**Problem requirements**: Beginning with the line where "the man's raised" appears, restate the lines word for word through the last one in the listing.
* start Material for this exercise *
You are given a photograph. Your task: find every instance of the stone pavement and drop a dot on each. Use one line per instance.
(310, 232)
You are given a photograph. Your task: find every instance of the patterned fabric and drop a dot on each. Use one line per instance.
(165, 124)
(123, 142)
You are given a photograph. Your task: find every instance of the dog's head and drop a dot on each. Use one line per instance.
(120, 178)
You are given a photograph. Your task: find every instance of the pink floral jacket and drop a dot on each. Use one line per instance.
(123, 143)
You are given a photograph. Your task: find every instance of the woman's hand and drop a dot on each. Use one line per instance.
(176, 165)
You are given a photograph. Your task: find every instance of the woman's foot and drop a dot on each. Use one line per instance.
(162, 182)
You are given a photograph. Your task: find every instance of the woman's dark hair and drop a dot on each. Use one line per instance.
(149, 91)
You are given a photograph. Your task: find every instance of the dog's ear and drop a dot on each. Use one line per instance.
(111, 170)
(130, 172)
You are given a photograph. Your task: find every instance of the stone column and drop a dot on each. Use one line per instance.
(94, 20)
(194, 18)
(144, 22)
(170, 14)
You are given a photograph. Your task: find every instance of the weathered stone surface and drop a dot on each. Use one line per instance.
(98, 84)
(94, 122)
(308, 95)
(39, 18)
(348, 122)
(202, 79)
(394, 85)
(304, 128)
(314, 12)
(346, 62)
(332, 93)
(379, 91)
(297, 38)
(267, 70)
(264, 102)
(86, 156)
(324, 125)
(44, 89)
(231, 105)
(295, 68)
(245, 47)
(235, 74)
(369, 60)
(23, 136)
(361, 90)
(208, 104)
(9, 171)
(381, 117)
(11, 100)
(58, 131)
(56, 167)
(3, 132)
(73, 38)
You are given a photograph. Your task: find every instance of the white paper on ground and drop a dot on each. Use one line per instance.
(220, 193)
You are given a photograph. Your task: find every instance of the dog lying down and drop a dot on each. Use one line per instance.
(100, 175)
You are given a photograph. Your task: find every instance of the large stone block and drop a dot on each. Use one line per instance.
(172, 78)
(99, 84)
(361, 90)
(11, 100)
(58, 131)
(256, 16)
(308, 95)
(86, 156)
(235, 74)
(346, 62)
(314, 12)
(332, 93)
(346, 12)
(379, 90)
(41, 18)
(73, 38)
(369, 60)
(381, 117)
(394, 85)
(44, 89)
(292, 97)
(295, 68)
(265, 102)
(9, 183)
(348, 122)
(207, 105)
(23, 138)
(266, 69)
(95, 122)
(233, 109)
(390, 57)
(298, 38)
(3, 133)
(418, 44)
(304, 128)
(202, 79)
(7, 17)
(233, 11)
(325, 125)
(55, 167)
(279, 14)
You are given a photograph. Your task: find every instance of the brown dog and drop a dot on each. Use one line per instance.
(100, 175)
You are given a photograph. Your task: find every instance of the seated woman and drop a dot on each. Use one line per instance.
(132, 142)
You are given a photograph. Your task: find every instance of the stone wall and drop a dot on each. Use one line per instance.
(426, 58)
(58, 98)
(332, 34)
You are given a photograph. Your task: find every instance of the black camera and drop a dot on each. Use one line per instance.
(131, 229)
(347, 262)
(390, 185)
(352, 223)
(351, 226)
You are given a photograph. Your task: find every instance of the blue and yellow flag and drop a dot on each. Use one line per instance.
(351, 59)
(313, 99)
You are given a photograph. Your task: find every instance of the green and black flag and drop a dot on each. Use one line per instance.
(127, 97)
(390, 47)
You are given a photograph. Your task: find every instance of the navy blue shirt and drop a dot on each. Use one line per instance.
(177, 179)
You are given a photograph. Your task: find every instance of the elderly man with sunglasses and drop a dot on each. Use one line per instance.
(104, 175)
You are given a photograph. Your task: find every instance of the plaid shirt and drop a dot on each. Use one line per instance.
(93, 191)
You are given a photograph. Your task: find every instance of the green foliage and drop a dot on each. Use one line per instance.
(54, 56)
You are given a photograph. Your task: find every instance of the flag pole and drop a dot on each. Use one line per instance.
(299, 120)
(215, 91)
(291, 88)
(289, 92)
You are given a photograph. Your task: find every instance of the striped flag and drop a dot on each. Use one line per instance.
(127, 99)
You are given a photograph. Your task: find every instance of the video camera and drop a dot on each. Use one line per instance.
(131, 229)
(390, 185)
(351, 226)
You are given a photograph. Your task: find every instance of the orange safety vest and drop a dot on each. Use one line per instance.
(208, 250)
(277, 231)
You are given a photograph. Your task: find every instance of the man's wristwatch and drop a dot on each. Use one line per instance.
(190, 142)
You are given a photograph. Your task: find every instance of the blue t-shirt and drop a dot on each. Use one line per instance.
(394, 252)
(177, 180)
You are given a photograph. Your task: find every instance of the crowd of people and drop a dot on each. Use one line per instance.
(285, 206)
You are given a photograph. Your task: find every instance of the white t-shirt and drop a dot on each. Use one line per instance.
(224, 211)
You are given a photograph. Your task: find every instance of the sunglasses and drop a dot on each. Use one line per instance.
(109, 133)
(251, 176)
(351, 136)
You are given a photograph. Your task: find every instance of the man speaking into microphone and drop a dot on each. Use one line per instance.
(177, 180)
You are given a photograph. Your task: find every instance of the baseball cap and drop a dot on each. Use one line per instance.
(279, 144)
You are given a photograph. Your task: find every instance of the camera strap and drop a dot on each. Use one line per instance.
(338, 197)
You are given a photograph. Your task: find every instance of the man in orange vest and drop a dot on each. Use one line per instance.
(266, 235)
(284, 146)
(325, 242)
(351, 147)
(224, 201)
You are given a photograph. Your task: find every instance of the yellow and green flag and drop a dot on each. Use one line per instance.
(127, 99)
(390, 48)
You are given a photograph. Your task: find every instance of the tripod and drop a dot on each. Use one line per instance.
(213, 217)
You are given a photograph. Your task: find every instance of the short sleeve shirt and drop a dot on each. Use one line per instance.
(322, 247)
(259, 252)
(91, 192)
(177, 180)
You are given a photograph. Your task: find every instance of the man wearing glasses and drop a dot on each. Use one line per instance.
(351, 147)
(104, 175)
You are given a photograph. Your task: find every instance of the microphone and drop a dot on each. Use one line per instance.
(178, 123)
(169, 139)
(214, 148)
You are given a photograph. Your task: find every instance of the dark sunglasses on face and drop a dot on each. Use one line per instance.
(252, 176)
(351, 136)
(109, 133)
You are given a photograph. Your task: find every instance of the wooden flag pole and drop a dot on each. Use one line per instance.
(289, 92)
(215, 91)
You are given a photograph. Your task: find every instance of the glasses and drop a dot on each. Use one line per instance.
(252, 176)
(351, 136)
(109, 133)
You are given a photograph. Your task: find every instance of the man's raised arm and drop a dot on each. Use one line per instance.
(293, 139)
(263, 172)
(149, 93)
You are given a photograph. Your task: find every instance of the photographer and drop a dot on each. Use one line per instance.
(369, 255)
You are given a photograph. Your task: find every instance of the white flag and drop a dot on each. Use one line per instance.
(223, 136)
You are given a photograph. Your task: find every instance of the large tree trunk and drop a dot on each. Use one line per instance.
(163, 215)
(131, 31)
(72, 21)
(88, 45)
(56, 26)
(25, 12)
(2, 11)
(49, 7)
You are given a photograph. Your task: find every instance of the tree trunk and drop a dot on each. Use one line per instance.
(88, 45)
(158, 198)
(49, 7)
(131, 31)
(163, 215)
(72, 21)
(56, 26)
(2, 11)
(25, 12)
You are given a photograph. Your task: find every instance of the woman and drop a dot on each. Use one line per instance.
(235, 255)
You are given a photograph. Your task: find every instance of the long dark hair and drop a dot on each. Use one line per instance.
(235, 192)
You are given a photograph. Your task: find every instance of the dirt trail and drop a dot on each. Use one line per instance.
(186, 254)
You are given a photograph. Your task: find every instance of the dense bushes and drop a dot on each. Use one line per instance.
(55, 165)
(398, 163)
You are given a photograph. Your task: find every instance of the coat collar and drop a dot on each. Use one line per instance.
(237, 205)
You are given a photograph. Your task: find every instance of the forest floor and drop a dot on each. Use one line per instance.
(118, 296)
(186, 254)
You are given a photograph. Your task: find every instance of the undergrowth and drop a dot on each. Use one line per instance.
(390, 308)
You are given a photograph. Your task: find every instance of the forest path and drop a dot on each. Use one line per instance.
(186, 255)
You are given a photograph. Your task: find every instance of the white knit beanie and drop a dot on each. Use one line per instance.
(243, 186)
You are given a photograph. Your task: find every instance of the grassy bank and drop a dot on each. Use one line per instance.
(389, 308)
* end Material for this exercise *
**Exercise result**:
You are given a photograph. Your task: find every instance of the man's raised arm and drop a dot on each. Use one line per instance.
(293, 139)
(263, 172)
(149, 93)
You are given a photograph. Your task: find every instance of the photographer and drop a dot on each. Use one line per instance.
(369, 255)
You are given a photograph. Your task: find every instance of the white flag and drop a dot on each. Use one line per instance.
(223, 136)
You are given a photograph. Your task: find every instance of the large tree trunk and drop a dot on each. Use one line per instance.
(163, 215)
(131, 31)
(72, 21)
(88, 45)
(56, 26)
(25, 12)
(2, 11)
(49, 7)
You are given a photograph. Your task: find every instance of the tree trunk and drop a dot on each. Use one line per instance.
(88, 45)
(158, 198)
(49, 7)
(131, 31)
(163, 215)
(72, 21)
(56, 26)
(2, 11)
(25, 12)
You are given a photograph. Your task: find every instance of the woman and drop a dot on each. Use one line per instance.
(235, 255)
You are given a photograph. Your task: find every instance of the long dark hair and drop a dot on each. Use one line per instance.
(235, 192)
You are given a photograph. Your task: find every instance of the dirt trail and drop a dot on each. Use one line per instance.
(186, 254)
You are given a photograph. Your task: find every instance of the dense bushes and drop a dot on each. Use one line per instance.
(55, 165)
(398, 163)
You are given a photograph. Your task: find every instance of the coat collar and drop a dot on each. Use one line per instance.
(237, 205)
You are given a photograph. Your task: find every instance of the forest floor and drop a dot on each. Use one line per instance.
(118, 296)
(186, 254)
You are given a photograph. Your task: find every instance of the undergrowth and drop a dot on each. Use one line per instance.
(390, 308)
You are given a photograph. Your task: find every instance of the forest path and drop a dot on each. Use one line per instance.
(186, 255)
You are given a photograph. Your task: find every instance of the white knit beanie and drop a dot on each. Use one line per instance.
(243, 186)
You are given a photograph. Your task: find every instance of the grassy bank and drop a dot on each. Use one line per instance.
(389, 308)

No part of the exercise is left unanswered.